RECORDS FOR PROCESSING:
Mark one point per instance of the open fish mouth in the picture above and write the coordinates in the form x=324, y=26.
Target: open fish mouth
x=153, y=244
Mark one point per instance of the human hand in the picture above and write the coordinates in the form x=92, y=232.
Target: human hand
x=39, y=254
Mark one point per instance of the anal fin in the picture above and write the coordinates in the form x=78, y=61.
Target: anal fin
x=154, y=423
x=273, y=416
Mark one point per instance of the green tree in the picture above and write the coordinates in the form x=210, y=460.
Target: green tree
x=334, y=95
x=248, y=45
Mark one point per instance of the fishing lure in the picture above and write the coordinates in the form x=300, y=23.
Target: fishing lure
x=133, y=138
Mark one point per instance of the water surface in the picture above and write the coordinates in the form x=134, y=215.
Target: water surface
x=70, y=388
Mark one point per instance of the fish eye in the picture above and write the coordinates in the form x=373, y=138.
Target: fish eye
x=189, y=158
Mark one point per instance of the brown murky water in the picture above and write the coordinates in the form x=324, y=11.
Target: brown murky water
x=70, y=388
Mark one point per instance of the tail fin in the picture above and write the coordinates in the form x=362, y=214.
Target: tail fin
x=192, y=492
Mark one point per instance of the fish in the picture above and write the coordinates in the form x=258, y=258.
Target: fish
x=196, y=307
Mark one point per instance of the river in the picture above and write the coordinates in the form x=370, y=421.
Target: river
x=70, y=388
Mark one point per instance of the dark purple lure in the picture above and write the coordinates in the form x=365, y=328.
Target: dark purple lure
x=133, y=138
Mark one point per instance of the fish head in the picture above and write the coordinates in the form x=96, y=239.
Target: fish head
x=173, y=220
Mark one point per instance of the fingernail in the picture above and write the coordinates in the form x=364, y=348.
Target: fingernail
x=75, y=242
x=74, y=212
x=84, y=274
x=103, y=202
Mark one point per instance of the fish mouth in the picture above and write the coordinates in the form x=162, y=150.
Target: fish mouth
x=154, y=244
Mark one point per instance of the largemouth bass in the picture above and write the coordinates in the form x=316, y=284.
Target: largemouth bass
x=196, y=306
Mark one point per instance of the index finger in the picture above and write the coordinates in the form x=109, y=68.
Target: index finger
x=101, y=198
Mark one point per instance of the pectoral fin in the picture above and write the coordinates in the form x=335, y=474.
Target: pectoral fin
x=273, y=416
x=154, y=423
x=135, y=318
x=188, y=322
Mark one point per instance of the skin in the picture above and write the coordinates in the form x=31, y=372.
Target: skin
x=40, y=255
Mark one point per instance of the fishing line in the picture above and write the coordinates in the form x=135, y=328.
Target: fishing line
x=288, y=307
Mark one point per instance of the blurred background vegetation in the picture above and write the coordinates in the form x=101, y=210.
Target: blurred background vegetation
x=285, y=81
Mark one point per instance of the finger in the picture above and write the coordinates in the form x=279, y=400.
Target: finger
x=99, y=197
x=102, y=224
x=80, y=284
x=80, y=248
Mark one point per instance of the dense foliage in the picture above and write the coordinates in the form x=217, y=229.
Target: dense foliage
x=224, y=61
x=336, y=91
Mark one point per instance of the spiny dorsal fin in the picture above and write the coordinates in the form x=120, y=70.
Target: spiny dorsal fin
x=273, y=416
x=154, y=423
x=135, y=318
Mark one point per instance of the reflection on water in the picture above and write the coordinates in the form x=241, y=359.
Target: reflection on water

==

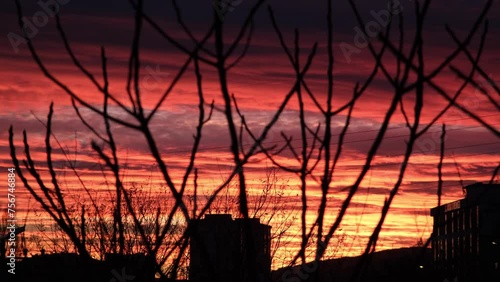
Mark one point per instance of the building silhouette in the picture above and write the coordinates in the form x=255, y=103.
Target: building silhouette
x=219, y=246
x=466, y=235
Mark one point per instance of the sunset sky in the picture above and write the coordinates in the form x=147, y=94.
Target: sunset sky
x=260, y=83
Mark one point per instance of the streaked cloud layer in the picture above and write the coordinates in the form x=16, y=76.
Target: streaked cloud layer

OBJECTIVE: Please put the records from the line with "Mark one point per instance of the sunset" to the line with "Target: streaked cloud layer" into a Markdown table with the columns Num and Content, one row per line, numbered in order. Leave out any blank lines.

OUTPUT OF THE EXERCISE:
| Num | Content |
|---|---|
| 1 | Mark one point per instance of the sunset sky in the picture above and write the coordinates in the form x=147, y=94. |
| 2 | Target: sunset sky |
| 3 | x=260, y=83 |
| 4 | Mark one point per instance of the streaked cloud layer in the picture above and write the coordinates in the form x=16, y=76. |
| 5 | Target: streaked cloud layer |